╔══
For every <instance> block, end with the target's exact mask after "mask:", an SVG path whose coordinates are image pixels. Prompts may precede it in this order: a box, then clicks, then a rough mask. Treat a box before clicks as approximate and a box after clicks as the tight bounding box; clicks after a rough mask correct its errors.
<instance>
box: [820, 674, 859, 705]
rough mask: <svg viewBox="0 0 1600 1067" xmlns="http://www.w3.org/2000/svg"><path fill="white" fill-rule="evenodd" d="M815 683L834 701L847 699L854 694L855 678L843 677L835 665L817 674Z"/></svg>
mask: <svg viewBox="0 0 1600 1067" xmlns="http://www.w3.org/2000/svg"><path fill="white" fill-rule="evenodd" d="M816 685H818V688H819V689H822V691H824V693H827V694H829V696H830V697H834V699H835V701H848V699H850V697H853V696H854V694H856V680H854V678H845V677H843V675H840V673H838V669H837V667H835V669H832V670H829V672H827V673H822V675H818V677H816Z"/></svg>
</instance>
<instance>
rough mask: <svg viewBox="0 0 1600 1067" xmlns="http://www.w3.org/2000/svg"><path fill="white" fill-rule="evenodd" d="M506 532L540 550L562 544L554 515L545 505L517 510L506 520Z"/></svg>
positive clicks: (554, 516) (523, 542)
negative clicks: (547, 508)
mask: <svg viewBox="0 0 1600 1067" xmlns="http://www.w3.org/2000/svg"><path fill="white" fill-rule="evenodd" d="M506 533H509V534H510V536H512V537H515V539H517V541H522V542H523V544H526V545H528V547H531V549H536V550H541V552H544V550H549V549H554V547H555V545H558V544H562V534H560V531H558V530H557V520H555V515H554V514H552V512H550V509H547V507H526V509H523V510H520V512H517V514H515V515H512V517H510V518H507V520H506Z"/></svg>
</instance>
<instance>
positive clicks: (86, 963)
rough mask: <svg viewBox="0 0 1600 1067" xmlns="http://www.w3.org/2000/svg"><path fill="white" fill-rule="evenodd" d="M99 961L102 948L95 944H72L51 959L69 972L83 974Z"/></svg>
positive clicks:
╚══
Zu lösende Aufgabe
Kannst du die Zeilen der Datensätze oben, von der Zeile mit „negative clicks: (547, 508)“ bis einschließlich zum Ende der Datensätze, als Markdown-Tabelle mit den Spalten „Nr.“ und „Zeile“ wiedergeben? Leerzeilen bleiben dabei weg.

Antwort zur Übung
| Nr. | Zeile |
|---|---|
| 1 | negative clicks: (547, 508) |
| 2 | mask: <svg viewBox="0 0 1600 1067" xmlns="http://www.w3.org/2000/svg"><path fill="white" fill-rule="evenodd" d="M506 533H509V534H510V536H512V537H515V539H517V541H522V542H523V544H526V545H528V547H531V549H536V550H541V552H544V550H549V549H554V547H555V545H558V544H562V534H560V531H558V530H557V520H555V515H554V514H552V512H550V509H547V507H526V509H523V510H520V512H517V514H515V515H512V517H510V518H507V520H506Z"/></svg> |
| 3 | </instance> |
| 4 | <instance> |
| 5 | positive clicks: (86, 963) |
| 6 | rough mask: <svg viewBox="0 0 1600 1067" xmlns="http://www.w3.org/2000/svg"><path fill="white" fill-rule="evenodd" d="M99 961L102 948L95 944H72L51 959L69 972L83 974Z"/></svg> |
| 7 | positive clicks: |